• **Directive**: Write out exactly, with no other output, the lines below from the one that contains "Identify one point per instance of the embroidered" through the end.

• **Records provided**:
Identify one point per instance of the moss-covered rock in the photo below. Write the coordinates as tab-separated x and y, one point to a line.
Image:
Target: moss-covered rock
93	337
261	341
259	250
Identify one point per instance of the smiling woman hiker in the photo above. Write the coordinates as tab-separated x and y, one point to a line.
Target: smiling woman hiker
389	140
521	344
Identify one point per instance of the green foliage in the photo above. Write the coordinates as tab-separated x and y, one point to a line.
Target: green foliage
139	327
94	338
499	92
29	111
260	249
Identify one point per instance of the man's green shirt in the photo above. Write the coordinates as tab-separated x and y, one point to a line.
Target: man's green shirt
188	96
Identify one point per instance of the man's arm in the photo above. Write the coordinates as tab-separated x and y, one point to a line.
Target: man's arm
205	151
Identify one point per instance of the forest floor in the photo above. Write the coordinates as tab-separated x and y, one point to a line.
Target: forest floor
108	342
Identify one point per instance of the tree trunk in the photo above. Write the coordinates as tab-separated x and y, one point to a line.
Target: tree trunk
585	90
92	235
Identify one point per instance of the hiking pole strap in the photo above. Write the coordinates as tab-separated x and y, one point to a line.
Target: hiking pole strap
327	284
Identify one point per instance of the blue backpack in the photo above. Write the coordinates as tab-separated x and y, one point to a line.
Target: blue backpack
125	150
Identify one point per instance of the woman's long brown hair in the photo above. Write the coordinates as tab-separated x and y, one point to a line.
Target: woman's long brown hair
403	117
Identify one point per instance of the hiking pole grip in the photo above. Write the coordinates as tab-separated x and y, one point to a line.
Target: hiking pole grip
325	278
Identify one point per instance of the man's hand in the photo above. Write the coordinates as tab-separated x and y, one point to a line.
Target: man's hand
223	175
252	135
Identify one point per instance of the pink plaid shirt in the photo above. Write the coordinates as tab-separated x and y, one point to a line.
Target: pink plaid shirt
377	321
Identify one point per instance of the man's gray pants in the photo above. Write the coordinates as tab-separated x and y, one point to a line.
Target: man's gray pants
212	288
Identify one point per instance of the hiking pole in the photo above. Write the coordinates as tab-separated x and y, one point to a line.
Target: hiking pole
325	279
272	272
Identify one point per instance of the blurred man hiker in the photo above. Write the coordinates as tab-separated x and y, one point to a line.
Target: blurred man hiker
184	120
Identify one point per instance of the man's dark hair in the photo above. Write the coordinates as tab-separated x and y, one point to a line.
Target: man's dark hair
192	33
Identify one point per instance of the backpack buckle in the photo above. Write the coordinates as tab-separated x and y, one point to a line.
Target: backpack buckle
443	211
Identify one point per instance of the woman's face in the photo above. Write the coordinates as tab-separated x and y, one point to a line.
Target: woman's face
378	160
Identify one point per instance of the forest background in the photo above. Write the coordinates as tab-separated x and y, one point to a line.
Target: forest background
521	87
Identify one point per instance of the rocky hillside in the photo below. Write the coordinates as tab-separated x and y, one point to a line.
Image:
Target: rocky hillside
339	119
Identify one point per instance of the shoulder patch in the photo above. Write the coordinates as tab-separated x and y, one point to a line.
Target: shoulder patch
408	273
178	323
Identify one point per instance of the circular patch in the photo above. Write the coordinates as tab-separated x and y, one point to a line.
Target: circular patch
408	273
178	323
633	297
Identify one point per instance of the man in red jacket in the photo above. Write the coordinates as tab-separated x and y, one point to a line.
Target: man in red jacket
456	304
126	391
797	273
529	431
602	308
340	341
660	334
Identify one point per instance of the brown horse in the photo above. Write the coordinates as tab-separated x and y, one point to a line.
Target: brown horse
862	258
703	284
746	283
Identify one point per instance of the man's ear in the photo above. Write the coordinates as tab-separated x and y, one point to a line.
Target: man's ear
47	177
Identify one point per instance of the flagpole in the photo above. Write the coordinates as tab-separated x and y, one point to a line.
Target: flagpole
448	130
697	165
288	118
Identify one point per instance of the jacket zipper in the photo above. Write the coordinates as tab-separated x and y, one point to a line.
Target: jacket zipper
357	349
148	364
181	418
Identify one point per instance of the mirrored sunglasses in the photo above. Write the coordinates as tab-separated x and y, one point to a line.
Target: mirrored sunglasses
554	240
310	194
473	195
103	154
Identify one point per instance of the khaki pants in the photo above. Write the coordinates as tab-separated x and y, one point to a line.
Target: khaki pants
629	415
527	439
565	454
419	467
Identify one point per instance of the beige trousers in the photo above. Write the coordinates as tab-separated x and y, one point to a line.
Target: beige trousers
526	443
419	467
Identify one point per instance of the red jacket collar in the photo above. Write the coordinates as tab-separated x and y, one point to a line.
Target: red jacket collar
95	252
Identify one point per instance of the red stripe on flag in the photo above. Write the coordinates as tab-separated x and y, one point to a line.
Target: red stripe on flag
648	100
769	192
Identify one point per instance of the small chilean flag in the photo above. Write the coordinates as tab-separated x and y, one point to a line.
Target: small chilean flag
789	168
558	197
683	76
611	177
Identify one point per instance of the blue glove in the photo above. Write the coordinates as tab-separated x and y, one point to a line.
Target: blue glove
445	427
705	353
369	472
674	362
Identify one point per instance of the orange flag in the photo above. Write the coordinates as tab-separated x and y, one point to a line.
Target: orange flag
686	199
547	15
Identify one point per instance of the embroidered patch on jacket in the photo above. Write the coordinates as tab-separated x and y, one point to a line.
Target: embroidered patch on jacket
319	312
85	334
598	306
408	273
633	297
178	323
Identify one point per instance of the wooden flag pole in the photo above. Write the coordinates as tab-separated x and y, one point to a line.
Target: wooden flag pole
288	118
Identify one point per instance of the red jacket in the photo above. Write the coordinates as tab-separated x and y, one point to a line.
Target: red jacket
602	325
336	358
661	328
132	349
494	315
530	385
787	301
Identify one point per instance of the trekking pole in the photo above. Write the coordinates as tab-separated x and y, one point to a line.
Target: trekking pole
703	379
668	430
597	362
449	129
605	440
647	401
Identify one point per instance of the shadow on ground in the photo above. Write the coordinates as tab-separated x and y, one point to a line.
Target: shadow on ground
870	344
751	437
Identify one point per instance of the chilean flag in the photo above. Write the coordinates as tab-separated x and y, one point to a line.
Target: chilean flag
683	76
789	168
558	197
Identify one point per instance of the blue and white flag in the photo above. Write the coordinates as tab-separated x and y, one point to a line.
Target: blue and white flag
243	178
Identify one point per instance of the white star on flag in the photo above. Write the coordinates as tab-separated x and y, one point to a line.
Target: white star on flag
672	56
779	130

• **Response for this exercise**:
Identify one point per instance of the embroidered patch on jacket in the photo above. Write the coordinates as tab-separated x and y, one point to a line.
Target: embroidered patch on jacket
319	312
85	334
598	306
408	273
633	297
178	323
Identify one point per instance of the wooden flag pole in the photo above. Write the coordinates as tab-separated x and y, one point to a line.
Target: wooden flag pole
288	118
Identify one point per instance of the red jacket in the photo above. Write the coordinates as tab-separated x and y, one point to a line.
Target: red jacket
602	325
336	358
661	328
132	349
494	315
530	385
787	301
Identify one point per instance of the trekking pole in the photo above. Write the coordinates as tab-separated x and y, one point to a line.
Target: trekking pole
703	379
668	430
597	362
449	129
605	440
647	401
Identify one point per instance of the shadow on ground in the photo above. Write the coordinates as tab-separated x and y, one point to a line.
Target: shadow on ground
870	344
751	437
Identify one point per instance of the chilean flag in the photo above. Write the coordinates as tab-separated x and y, one point to a line.
Target: chilean flag
683	76
789	168
558	197
Identify one point per instance of the blue and white flag in the photo above. Write the coordinates as tab-separated x and y, one point to a line.
Target: blue and white flag
243	178
Identify one point per instance of the white star on flag in the photo above. Write the coordinates as tab-separated x and y, one point to a line.
Target: white star on flag
672	56
779	130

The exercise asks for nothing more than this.